# TEXT EXCERPT
begin

Quasi-radial modes in rotating relativistic stars have been studied by Hartle and Friedman [145] and by Datta et al. [83] in the slow rotation approximation. Yoshida and Eriguchi [330] study quasi-radial modes of rapidly rotating stars in the relativistic Cowling approximation and find that apparent intersections between quasi-radial and other axisymmetric modes can appear near the mass-shedding limit (see Figure 4). These apparent intersections are due to avoided crossings between mode sequences, which are also known to occur for axisymmetric modes of rotating Newtonian stars. Along a continuous sequence of computed mode frequencies an avoided crossing occurs when another sequence is encountered. In the region of the avoided crossing, the eigenfunctions of the two modes become of mixed character. Away from the avoided crossing and along the continuous sequences of computed mode frequencies, the eigenfunctions are exchanged. However, each “quasi-normal mode” is characterized by the shape of its eigenfunction and thus, the sequences of computed frequencies that belong to particular quasi-normal modes are discontinuous at avoided crossings (see Figure 4 for more details). The discontinuities can be found in numerical calculations, when quasi-normal mode sequences are well resolved in the region of avoided crossings. Otherwise, quasi-normal mode sequences will appear as intersecting.

Figure 4
*Apparent intersection (due to avoided crossing) of the axisymmetric first quasi-radial overtone (H*₁*) and the first overtone of the l*=4 *p-mode (in the Cowling approximation). Frequencies are normalized by* $\sqrt {{\rho _{\rm{c}}}/4\pi }$*, where ρ*_c *is the central energy density of the star. The rotational frequency f*_rot *at the mass-shedding limit is* 0.597 (in the above units). Along continuous sequences of computed frequencies, mode eigenfunctions are exchanged at the avoided crossing. Defining quasi-normal mode sequences by the shape of their eigenfunction, the H₁ *sequence (filled boxes) appears to intersect with the* ⁴p₁ *sequence (triangle), but each sequence shows a discontinuity, when the region of apparent intersection is well resolved. (Figure 3 of Yoshida and Eriguchi [*330]; used with permission.)

Several axisymmetric modes have recently been computed for rapidly rotating relativistic stars in the Cowling approximation, using time evolutions of the nonlinear hydrodynamical equations [104] (see [106] for a description of the 2D numerical evolution scheme). As in [330], Font et al. [104] find that apparent mode intersections are common for various higher order axisymmetric modes (see Figure 5). Axisymmetric inertial modes also appear in the numerical evolutions.

Figure 5
*Frequencies of several axisymmetric modes along a sequence of rapidly rotating relativistic polytropes of N*=1.0, in the Cowling approximation. On the horizontal axis, the angular velocity of each model is scaled to the angular velocity of the model at the mass-shedding limit. Lower order modes are weakly affected by rapid rotation, while higher order modes show apparent mode intersections. (Figure 10 of Font, Dimmelmeier, Gupta, and Stergioulas [104].)

end

[Items taken from a data source]
begin

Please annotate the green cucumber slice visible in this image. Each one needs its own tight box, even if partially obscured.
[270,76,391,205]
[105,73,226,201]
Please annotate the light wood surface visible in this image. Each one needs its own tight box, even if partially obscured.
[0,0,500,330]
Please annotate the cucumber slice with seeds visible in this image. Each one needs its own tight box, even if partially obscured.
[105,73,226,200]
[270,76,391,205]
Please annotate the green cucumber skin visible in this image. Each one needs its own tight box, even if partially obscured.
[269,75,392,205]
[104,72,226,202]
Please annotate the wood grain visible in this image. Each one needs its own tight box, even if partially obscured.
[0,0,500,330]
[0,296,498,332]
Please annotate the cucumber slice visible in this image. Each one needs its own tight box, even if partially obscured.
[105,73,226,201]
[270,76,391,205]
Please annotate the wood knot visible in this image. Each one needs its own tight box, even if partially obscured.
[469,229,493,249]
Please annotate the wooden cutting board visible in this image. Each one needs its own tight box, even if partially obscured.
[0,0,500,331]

end

# WRITTEN TASK
Please answer these questions using the text on quasi-radial modes:
(a) In what approximation do Yoshida and Eriguchi study quasi-radial modes of rapidly rotating stars?
(b) What rotational frequency at the mass-shedding limit does the Figure 4 caption give, in its normalized units?
(c) What value of N does the Figure 5 caption give for the rotating relativistic polytropes?
You won't need the records.

# WORKED SOLUTION
(a) The relativistic Cowling approximation.
(b) 0.597.
(c) N=1.0.